Position annotation records:
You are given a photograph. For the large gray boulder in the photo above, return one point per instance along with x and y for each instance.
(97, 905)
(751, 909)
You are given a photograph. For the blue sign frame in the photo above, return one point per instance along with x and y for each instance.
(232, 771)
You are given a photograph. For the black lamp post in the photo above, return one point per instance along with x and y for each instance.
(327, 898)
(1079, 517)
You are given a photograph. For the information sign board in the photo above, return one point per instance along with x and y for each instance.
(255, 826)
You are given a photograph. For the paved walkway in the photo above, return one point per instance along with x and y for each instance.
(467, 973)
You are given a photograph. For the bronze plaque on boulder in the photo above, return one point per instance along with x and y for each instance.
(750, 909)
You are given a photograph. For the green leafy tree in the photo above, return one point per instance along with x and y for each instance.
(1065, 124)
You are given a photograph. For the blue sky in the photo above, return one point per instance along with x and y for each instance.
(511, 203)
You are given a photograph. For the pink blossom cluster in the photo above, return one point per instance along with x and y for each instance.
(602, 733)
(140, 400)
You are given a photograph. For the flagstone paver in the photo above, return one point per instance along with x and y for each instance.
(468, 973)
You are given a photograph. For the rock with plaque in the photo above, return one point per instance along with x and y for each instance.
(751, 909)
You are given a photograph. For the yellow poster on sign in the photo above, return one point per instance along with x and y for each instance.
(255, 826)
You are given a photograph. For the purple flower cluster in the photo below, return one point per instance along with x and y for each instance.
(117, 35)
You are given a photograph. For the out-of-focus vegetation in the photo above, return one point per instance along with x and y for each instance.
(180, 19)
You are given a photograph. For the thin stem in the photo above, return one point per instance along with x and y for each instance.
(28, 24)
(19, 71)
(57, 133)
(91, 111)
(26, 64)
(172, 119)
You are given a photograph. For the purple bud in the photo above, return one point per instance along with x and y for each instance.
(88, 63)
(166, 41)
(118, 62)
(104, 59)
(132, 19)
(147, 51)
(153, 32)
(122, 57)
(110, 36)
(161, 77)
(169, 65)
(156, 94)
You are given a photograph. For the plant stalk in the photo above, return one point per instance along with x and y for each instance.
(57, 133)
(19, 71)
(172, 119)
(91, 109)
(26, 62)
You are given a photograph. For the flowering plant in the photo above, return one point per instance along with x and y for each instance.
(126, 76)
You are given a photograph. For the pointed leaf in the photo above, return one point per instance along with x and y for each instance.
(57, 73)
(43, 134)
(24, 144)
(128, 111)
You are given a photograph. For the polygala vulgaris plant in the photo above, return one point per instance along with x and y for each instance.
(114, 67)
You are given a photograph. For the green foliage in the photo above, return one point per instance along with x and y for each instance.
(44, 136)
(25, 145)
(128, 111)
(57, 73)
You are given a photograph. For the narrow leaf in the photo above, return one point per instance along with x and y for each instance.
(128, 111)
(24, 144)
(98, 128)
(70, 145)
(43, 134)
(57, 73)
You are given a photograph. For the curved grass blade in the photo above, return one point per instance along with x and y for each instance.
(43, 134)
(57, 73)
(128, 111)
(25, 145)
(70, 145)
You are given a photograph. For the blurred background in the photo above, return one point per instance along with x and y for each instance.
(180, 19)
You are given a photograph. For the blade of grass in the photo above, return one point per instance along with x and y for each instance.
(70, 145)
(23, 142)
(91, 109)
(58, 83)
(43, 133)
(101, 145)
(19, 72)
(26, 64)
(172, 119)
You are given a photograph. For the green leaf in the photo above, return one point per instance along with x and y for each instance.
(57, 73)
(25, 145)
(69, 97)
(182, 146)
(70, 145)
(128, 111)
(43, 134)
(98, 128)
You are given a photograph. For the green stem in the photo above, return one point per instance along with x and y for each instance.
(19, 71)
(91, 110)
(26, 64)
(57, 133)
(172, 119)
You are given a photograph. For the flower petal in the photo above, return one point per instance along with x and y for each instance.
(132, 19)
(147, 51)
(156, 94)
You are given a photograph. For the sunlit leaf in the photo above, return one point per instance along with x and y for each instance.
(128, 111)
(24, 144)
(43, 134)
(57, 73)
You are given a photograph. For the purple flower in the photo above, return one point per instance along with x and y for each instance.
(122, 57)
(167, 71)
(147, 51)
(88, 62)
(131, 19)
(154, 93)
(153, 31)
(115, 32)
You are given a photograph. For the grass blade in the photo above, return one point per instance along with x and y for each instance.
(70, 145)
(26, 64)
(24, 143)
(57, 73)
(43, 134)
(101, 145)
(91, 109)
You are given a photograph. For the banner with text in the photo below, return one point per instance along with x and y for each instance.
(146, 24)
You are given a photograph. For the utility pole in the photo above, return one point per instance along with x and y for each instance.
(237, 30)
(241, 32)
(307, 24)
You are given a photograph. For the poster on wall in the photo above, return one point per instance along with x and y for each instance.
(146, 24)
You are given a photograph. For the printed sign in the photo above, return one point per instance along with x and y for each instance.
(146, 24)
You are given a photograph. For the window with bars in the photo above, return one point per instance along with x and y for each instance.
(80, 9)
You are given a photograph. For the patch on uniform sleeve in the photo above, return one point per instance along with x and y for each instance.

• WHAT THE TASK ASKS:
Write every entry out again exactly.

• EXERCISE OUTPUT:
You are given a photograph. For the large gray boulder in the photo above, return one point per instance along with x and y for each instance.
(97, 905)
(751, 909)
You are given a photograph. For the blue sign frame in the photo above, return one point per instance along with x and y for each instance.
(232, 771)
You are given a photograph. For the black lamp post in the photo above, return one point per instance along with x and y for each instance.
(327, 898)
(1079, 517)
You are given a photograph. For the information sign board in the photo above, return one point per instance along with x and y for each instance.
(255, 826)
You are given a photograph. For the paved walkway in the photo above, return one point per instance along with x and y for each instance.
(467, 973)
You are given a photograph. For the bronze plaque on boulder in the photo above, return one point per instance along with x and y for each instance.
(750, 909)
You are given a photograph. For the green leafy tree in the photo above, return one point per instance along with x and y for each instance.
(1065, 124)
You are given a photograph. For the blue sky in the photo above, return one point per instance along with x and y for each instance.
(511, 203)
You are given a photograph. For the pink blossom cluster in the photo above, return one point per instance along with x and y for each instance.
(602, 733)
(140, 400)
You are given a photograph. For the flagstone paver in the photo above, return one point per instance along with x and y for each instance.
(468, 973)
You are given a photograph. For the rock with plaque in the photo above, return one point per instance along with x and y for each instance.
(751, 909)
You are given a photograph. For the yellow poster on sign in the photo above, return one point per instance along with x and y for each instance.
(255, 826)
You are given a photograph. For the purple flower cluster in the photo below, return one point per instance along with x and y for each instance.
(117, 35)
You are given a photograph. For the out-of-focus vegetation in the photo above, return one point per instance along with x and y for each instance.
(180, 19)
You are given a photograph. For the thin stem in the photo above, return one point per instance along with x and y for each instance.
(28, 24)
(19, 71)
(57, 133)
(91, 111)
(26, 64)
(172, 119)
You are given a photograph. For the purple bud in the photo above, return one point per instance along with x and y for each instance.
(88, 63)
(166, 41)
(118, 62)
(104, 59)
(132, 19)
(147, 51)
(153, 32)
(122, 57)
(110, 36)
(161, 77)
(169, 65)
(156, 94)
You are given a photograph. For the plant stalk in the photo above, return one point per instance along with x and y for each instance.
(57, 133)
(19, 71)
(172, 119)
(91, 109)
(26, 62)
You are given a photograph. For the flowering plant in the photo above, return one point per instance along with x and y for each instance.
(126, 76)
You are given a photograph. For the pointed leaf in the photo above, return one point per instance along with x and y for each instance.
(57, 73)
(43, 134)
(24, 144)
(128, 111)
You are given a photograph. For the polygala vulgaris plant in the photo above, return one point per instance along with x and y for each instance.
(114, 67)
You are given a photograph. For the green foliage in the photo above, return one point per instance along with x and y for each instance.
(44, 136)
(25, 145)
(128, 111)
(57, 73)
You are given a photograph. For the narrow leaf in the photo above, return one point per instance along with x and y for each instance.
(128, 111)
(24, 144)
(98, 128)
(70, 145)
(43, 134)
(57, 73)
You are given a photograph. For the curved grass blade in the photo above, return one point per instance along with x and y for each instance.
(43, 134)
(57, 73)
(128, 111)
(25, 145)
(70, 145)
You are given a photograph. For the blurred background in the photo above, return one point per instance along with x and y for each instance.
(180, 19)
You are given a photograph. For the blade of grass in the photo above, return one point per instance along with x and y for each instance.
(70, 145)
(23, 142)
(91, 109)
(58, 83)
(43, 133)
(101, 145)
(19, 72)
(26, 64)
(172, 119)
You are given a photograph. For the green leaf in the photo above, return one point per instance along with x and y for each instance.
(57, 73)
(25, 145)
(69, 97)
(182, 146)
(70, 145)
(128, 111)
(43, 134)
(98, 128)
You are given a photograph. For the green stem in the photo above, return one point per instance along with x and y for each instance.
(19, 71)
(91, 110)
(26, 64)
(57, 133)
(172, 119)
You are given a photograph. For the flower petal in the photo above, return one point per instance along with x and y for each instance.
(132, 19)
(147, 51)
(156, 94)
You are given a photograph. For the sunlit leaf in the photo above, return one point per instance along with x and y for each instance.
(128, 111)
(24, 144)
(43, 134)
(57, 73)
You are given a photograph. For the purple flower in the photo above, return one point per instance along with x and y for each instance.
(122, 57)
(167, 71)
(147, 51)
(88, 62)
(131, 19)
(154, 93)
(153, 31)
(115, 32)
You are given a photograph. For the grass blade in the photo above, return one point per instance along with x and y for each instance.
(70, 145)
(26, 64)
(24, 143)
(57, 73)
(43, 134)
(101, 145)
(91, 109)
You are given a photograph. For the banner with text in the photo below, return one point per instance along with x and y for each instance.
(146, 24)
You are given a photograph. For the utility pole in the photo above, return one point per instance along with x and y for each instance.
(237, 30)
(241, 32)
(307, 24)
You are given a photograph. For the poster on wall in the photo above, return one point per instance along with x and y for each instance.
(146, 24)
You are given a photograph. For the printed sign in the photo above, return one point per instance along with x and y for each instance.
(146, 24)
You are given a photograph. For the window with bars in the photo above, return one point per instance along with x and y for each instance.
(80, 9)
You are given a photograph. For the patch on uniform sleeve in the photo above, return one point per instance along with x and y for each instance.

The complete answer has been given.